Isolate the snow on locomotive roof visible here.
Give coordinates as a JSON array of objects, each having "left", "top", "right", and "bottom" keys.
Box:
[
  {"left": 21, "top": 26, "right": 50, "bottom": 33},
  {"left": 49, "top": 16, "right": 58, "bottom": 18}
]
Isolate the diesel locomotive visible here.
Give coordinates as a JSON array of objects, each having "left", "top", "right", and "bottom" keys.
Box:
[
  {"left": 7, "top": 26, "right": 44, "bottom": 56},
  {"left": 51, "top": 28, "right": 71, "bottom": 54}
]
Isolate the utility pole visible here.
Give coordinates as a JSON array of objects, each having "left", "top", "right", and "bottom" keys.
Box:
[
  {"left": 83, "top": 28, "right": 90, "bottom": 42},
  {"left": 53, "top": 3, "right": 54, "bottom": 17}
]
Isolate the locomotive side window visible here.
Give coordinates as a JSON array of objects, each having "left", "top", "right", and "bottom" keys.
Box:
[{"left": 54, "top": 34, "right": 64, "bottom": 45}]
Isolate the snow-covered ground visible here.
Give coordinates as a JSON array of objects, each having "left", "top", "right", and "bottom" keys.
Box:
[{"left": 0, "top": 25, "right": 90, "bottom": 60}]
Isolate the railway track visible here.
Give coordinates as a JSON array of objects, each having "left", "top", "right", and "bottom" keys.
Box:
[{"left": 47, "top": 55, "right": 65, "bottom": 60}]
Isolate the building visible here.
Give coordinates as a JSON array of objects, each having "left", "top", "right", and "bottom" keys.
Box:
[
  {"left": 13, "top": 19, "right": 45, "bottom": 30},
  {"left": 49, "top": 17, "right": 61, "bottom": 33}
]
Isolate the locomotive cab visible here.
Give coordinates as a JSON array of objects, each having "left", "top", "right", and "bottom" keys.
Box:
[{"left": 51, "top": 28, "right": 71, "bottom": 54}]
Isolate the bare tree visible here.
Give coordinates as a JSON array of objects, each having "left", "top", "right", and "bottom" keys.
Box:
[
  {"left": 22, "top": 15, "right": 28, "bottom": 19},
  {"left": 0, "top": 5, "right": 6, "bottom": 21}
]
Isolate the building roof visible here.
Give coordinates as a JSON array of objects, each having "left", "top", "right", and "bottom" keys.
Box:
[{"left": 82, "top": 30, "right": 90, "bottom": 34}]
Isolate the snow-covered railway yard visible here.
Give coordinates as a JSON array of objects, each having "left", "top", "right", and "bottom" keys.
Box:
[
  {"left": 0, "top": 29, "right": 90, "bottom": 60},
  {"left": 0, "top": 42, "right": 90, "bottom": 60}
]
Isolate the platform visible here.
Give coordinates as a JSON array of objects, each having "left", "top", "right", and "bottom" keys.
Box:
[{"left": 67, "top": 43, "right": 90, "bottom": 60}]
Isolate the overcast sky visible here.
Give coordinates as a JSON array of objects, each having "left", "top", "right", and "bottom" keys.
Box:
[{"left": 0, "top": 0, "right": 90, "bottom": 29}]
---*---
__Short task__
Can you retype all of the entries above word for word, changing nothing?

__Full response__
Isolate the snow on locomotive roof visible here.
Give coordinates as a JSON array of objects, each having "left", "top", "right", and "bottom" keys.
Box:
[
  {"left": 21, "top": 26, "right": 50, "bottom": 33},
  {"left": 49, "top": 16, "right": 58, "bottom": 18}
]
Isolate the diesel locomotive visible here.
Give coordinates as a JSON array of objects, each having "left", "top", "right", and "bottom" keys.
Box:
[
  {"left": 7, "top": 26, "right": 44, "bottom": 56},
  {"left": 51, "top": 28, "right": 71, "bottom": 54}
]
Isolate the utility pole visible here.
Give coordinates as a JSON array of objects, each having "left", "top", "right", and "bottom" keys.
Box:
[
  {"left": 83, "top": 28, "right": 90, "bottom": 42},
  {"left": 53, "top": 3, "right": 54, "bottom": 17}
]
Isolate the locomotive side window visible here.
Give coordinates as a JSON array of objects, each having "left", "top", "right", and "bottom" keys.
Box:
[{"left": 54, "top": 34, "right": 64, "bottom": 45}]
Isolate the snow-covered ground visible here.
Give coordinates as a JSON array of objects, each having "left", "top", "right", and "bottom" keys.
Box:
[{"left": 0, "top": 25, "right": 90, "bottom": 60}]
Isolate the railway track visible here.
Give coordinates as a JSON array of objects, each having "left", "top", "right", and "bottom" keys.
Box:
[{"left": 47, "top": 55, "right": 65, "bottom": 60}]
Isolate the building visible here.
Give coordinates as a JSON array of objects, each having "left", "top", "right", and "bottom" keys.
Box:
[
  {"left": 13, "top": 19, "right": 45, "bottom": 30},
  {"left": 49, "top": 17, "right": 61, "bottom": 33}
]
Isolate the locomotive cab visible here.
Give coordinates as a JSON array of objects, each having "left", "top", "right", and "bottom" keys.
Box:
[{"left": 51, "top": 28, "right": 71, "bottom": 54}]
Isolate the bare tree visible here.
Give coordinates as a JSON array of objects, each having "left", "top", "right", and "bottom" keys.
Box:
[
  {"left": 22, "top": 15, "right": 28, "bottom": 19},
  {"left": 0, "top": 5, "right": 6, "bottom": 21}
]
Isolate the building roof visible here.
Give coordinates as a JSON array of objects, each having "left", "top", "right", and "bottom" keys.
Box:
[{"left": 82, "top": 30, "right": 90, "bottom": 34}]
Isolate the snow-covered railway yard visible here.
Give coordinates as a JSON array of objects, each having "left", "top", "right", and "bottom" keys.
Box:
[
  {"left": 0, "top": 29, "right": 90, "bottom": 60},
  {"left": 0, "top": 42, "right": 90, "bottom": 60}
]
Isolate the platform visible here.
Give coordinates as a JSON array of objects, each having "left", "top", "right", and "bottom" keys.
Box:
[{"left": 67, "top": 43, "right": 90, "bottom": 60}]
Isolate the overcast sky visible here.
Give coordinates as a JSON array of objects, each having "left", "top", "right", and "bottom" keys.
Box:
[{"left": 0, "top": 0, "right": 90, "bottom": 29}]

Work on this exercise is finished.